Retype the material below. Keep every word exactly as it is.

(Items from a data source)

|---|

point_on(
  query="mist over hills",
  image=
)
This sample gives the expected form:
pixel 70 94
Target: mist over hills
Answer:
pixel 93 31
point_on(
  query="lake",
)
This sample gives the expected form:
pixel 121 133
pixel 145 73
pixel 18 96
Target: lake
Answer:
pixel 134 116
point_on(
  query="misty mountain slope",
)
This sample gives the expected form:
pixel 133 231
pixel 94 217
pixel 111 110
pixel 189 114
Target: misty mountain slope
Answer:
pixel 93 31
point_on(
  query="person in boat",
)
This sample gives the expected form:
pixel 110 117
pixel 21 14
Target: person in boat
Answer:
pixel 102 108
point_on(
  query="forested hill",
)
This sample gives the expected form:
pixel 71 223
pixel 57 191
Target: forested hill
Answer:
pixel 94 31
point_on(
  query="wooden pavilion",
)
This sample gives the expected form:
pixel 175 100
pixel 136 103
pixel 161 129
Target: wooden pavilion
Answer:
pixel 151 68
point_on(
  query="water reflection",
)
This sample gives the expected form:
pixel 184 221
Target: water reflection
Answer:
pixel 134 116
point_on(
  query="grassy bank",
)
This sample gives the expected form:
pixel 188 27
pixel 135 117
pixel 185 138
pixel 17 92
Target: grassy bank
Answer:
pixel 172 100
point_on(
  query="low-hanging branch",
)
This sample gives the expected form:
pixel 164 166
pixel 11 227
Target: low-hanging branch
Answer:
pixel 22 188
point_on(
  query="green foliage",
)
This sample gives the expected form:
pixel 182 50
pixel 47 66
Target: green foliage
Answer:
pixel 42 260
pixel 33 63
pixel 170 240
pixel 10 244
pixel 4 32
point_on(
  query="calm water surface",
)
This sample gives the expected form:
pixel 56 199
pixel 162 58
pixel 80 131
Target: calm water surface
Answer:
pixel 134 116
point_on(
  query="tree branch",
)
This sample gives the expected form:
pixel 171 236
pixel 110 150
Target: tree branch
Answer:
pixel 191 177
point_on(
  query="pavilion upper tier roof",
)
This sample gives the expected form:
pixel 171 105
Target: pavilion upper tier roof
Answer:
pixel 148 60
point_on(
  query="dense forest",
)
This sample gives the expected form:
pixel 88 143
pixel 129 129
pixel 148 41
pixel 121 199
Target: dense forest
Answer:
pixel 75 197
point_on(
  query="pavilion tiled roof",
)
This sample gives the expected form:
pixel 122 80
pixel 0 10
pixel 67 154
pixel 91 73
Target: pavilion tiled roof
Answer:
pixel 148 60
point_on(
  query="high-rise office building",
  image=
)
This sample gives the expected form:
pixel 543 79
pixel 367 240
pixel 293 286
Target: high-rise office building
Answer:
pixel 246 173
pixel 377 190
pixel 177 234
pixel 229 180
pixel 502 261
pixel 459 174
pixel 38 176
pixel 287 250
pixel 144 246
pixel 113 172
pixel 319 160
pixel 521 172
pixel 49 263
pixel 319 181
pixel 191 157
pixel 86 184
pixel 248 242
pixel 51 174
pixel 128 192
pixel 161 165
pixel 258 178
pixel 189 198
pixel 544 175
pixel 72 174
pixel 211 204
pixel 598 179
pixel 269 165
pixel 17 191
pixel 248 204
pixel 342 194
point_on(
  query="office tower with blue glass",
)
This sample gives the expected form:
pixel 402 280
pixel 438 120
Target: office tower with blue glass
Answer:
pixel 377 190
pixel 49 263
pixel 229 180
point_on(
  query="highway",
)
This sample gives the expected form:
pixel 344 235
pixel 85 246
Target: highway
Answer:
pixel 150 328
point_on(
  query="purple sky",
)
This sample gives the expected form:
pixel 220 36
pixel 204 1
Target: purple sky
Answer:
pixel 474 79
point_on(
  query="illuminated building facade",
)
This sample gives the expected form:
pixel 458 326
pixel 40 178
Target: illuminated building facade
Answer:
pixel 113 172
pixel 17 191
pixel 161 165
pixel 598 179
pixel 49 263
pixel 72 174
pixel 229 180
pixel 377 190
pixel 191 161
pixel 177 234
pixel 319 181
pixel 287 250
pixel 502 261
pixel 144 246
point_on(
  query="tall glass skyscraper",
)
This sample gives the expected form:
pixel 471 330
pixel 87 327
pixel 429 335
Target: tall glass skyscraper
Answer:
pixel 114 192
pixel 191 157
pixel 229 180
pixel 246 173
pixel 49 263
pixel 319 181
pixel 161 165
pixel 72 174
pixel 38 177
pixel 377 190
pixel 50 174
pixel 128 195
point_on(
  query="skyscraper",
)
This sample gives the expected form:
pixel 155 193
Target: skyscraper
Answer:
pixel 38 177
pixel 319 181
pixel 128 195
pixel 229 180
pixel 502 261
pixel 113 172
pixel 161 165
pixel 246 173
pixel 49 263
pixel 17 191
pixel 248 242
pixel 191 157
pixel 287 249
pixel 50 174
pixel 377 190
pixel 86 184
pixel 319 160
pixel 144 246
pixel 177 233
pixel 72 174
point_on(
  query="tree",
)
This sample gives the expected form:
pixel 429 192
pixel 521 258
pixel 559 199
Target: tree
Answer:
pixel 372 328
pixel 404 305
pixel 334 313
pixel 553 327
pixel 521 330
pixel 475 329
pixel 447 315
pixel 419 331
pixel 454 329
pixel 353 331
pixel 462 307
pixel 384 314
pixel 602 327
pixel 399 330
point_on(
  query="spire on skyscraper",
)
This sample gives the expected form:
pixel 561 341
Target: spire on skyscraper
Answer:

|---|

Written answer -
point_on(
  query="mist over hills",
  image=
)
This sample gives the expected form:
pixel 70 94
Target: mist over hills
Answer:
pixel 93 31
point_on(
  query="lake",
)
This sample gives the expected form:
pixel 121 133
pixel 145 73
pixel 18 96
Target: lake
Answer:
pixel 134 116
point_on(
  query="misty mountain slope",
)
This sample gives the expected form:
pixel 133 231
pixel 94 217
pixel 111 110
pixel 189 114
Target: misty mountain slope
Answer:
pixel 93 31
point_on(
  query="person in boat",
)
This sample gives the expected form:
pixel 110 117
pixel 21 14
Target: person in boat
Answer:
pixel 102 108
point_on(
  query="forested hill",
)
This sample gives the expected form:
pixel 71 223
pixel 57 191
Target: forested hill
Answer:
pixel 94 31
point_on(
  query="wooden pavilion",
)
This sample gives the expected form:
pixel 175 100
pixel 136 103
pixel 161 129
Target: wooden pavilion
Answer:
pixel 151 68
point_on(
  query="water reflection",
)
This sample gives the expected form:
pixel 184 221
Target: water reflection
Answer:
pixel 134 116
point_on(
  query="grassy bank",
)
This sample gives the expected form:
pixel 188 27
pixel 135 117
pixel 185 138
pixel 17 92
Target: grassy bank
Answer:
pixel 172 100
point_on(
  query="low-hanging branch",
)
This sample gives the expected form:
pixel 164 166
pixel 11 227
Target: low-hanging branch
Answer:
pixel 22 188
point_on(
  query="green foliage",
)
This sample gives the expected form:
pixel 182 50
pixel 47 66
Target: green foliage
Answer:
pixel 42 260
pixel 33 63
pixel 170 240
pixel 10 244
pixel 4 32
point_on(
  query="calm water surface",
)
This sample gives the expected form:
pixel 56 199
pixel 162 58
pixel 80 131
Target: calm water surface
Answer:
pixel 134 116
point_on(
  query="tree branch",
)
This sample gives the expected form:
pixel 171 236
pixel 110 150
Target: tree branch
Answer:
pixel 191 177
point_on(
  query="pavilion upper tier roof",
)
This sample gives the expected form:
pixel 171 105
Target: pavilion upper tier roof
Answer:
pixel 148 60
point_on(
  query="dense forest",
)
This sample gives the expected form:
pixel 88 143
pixel 129 129
pixel 148 41
pixel 121 199
Target: dense forest
Answer:
pixel 75 197
point_on(
  query="pavilion tiled roof",
)
This sample gives the expected form:
pixel 122 80
pixel 0 10
pixel 67 154
pixel 91 73
Target: pavilion tiled roof
Answer:
pixel 148 60
point_on(
  query="high-rise office building",
  image=
)
This sample gives the expected form:
pixel 543 79
pixel 367 240
pixel 293 286
Target: high-rise office building
Answer:
pixel 246 173
pixel 377 190
pixel 177 234
pixel 229 180
pixel 502 261
pixel 459 174
pixel 38 176
pixel 287 250
pixel 144 246
pixel 113 172
pixel 319 160
pixel 521 172
pixel 49 263
pixel 319 181
pixel 191 157
pixel 86 184
pixel 248 242
pixel 51 174
pixel 128 192
pixel 161 165
pixel 258 178
pixel 189 198
pixel 544 175
pixel 72 174
pixel 211 204
pixel 598 179
pixel 269 165
pixel 17 191
pixel 248 204
pixel 342 194
point_on(
  query="office tower with blue glass",
)
This sample gives the expected form:
pixel 402 280
pixel 438 120
Target: office tower with blue glass
Answer:
pixel 377 190
pixel 49 263
pixel 229 180
point_on(
  query="highway",
)
This sample gives the expected form:
pixel 344 235
pixel 85 246
Target: highway
Answer:
pixel 150 328
point_on(
  query="purple sky",
)
This sample gives the expected form:
pixel 220 36
pixel 204 1
Target: purple sky
Answer:
pixel 474 79
point_on(
  query="illuminated building facade",
)
This sample gives the expected form:
pixel 458 326
pixel 40 178
Target: illuminated building facade
Answer:
pixel 113 172
pixel 17 191
pixel 161 165
pixel 598 179
pixel 49 263
pixel 72 174
pixel 229 180
pixel 377 190
pixel 191 161
pixel 177 234
pixel 319 181
pixel 287 250
pixel 502 261
pixel 144 246
point_on(
  query="tall glass skyscraper",
)
This sample gives the expected form:
pixel 471 330
pixel 87 327
pixel 429 335
Target: tall glass skyscraper
Answer:
pixel 114 192
pixel 191 157
pixel 229 180
pixel 246 173
pixel 49 263
pixel 319 181
pixel 161 165
pixel 72 174
pixel 38 177
pixel 377 190
pixel 50 174
pixel 128 195
point_on(
  query="skyscraper",
)
This sample gives the expected form:
pixel 155 193
Target: skyscraper
Answer:
pixel 38 177
pixel 319 181
pixel 128 195
pixel 229 180
pixel 502 261
pixel 113 172
pixel 161 165
pixel 246 173
pixel 49 263
pixel 17 191
pixel 248 242
pixel 191 157
pixel 287 249
pixel 50 174
pixel 377 190
pixel 86 184
pixel 319 160
pixel 144 246
pixel 177 233
pixel 72 174
point_on(
  query="tree",
)
This sample gives the expected form:
pixel 429 192
pixel 521 258
pixel 559 199
Target: tree
Answer:
pixel 372 328
pixel 404 305
pixel 334 313
pixel 553 327
pixel 521 330
pixel 475 329
pixel 447 315
pixel 419 331
pixel 454 329
pixel 353 331
pixel 462 307
pixel 384 314
pixel 602 327
pixel 399 330
point_on(
  query="spire on skyscraper",
)
This sample gives the expected form:
pixel 561 341
Target: spire on skyscraper
Answer:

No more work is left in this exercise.